Task instructions:
a) Pull out the portion of the syllogism passage between "FACT1 ALL X" and "the English work.", inclusive, copying it word for word.
b) Extend the passage on logic and syllogisms with new writing that picks up after its final sentence.

** Start Quoted text **

Superheroes don’t just have physical powers. Often they come out on top because of their mental abilities. Sherlock is a good example, catching villains through logical thinking. Anyone can get better at thinking! Just practice.

It is important for everyone to be able to think clearly. It is especially true for programmers, detectives and lawyers as well as superheroes. You need to be able to work things out from the facts you know. The Ancient Greeks were very good at logic. They invented the idea of a ‘syllogism’. These are common patterns that combine facts where you figure out a conclusion only using the facts.

For example, if we know facts 1 and 2 below (where you can swap in anything for X, Y and Z) then we can create a new fact as shown.

FACT1 ALL X Y FACT 2 Z IS A X NEW FACT Z Y
Image by Paul Curzon

So let’s replace X with the word superheroes, Y with fight crime and Z with my favourite superhero, Ghost Girl. If we put them in to the picture above we get the new picture:

FACT 1 ALL super heroes fight crime FACT 2 Ghost girl is a super hero NEW FACT Ghost Girl fights crime
Image by Paul Curzon

In this case we can deduce the new fact that Ghost Girl fights crime. Notice how you use the plurals in Fact 1 and singular words in the other facts to make the English work.

** End Quoted text **
** Start Recorded information **

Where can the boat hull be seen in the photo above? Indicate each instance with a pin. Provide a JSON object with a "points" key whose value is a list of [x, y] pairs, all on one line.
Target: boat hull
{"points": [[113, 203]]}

** End Recorded information **

Response list:
a)
FACT1 ALL X Y FACT 2 Z IS A X NEW FACT Z Y
Image by Paul Curzon

So let’s replace X with the word superheroes, Y with fight crime and Z with my favourite superhero, Ghost Girl. If we put them in to the picture above we get the new picture:

FACT 1 ALL super heroes fight crime FACT 2 Ghost girl is a super hero NEW FACT Ghost Girl fights crime
Image by Paul Curzon

In this case we can deduce the new fact that Ghost Girl fights crime. Notice how you use the plurals in Fact 1 and singular words in the other facts to make the English work.

b)
Puzzles

Can you solve these Superhero Syllogism puzzles? Work out which conclusion is the one that follows from the given facts. Use our coloured template above to help.

Superhero syllogism puzzle 1

FACT 1: ALL superheroes do good.
FACT 2: The Invisible Woman is a superhero.

Which statement below (a, b, c or d) can we say from these facts alone? Don’t use anything extra, just use fact 1 and fact 2. (ANSWERS at the bottom of the page).

a) The Invisible Woman has superpowers.
b) The Invisible Woman does good.
c) The Invisible Man does good.
d) The Invisible Woman does not do good

Superhero syllogism puzzle 2

FACT 1: ALL superheroes sometimes accidentally do harm.
FACT 2: Jamila is a superhero.

What can we say from these facts alone?

a) Jamila sometimes accidentally does harm.
b) Jamila is not a superhero
c) Those with superpowers only do good.
d) Jamie is a superhero

Superhero syllogism puzzle 3

FACT 1: ALL supervillains laugh in an evil way.
FACT 2: The Spider is a supervillain.

What can we say from these facts alone?

a) The Spider sometimes accidentally does harm.
b) The Spider does not laugh in an evil way.
c) Supervillains are evil.
d) The Spider laughs in an evil way.

As long as the facts are true the conclusion follows, though if the facts are not true then nothing is really known.

Superhero syllogism puzzle 4

The following logic is good but something has gone wrong because the conclusion is not true. The superhero called the Angel does not actually have any superpowers! The Angel just wears a flying suit! Can you work out what has gone wrong with our logic?

1. ALL superheroes have superpowers.
2. The Angel is a superhero.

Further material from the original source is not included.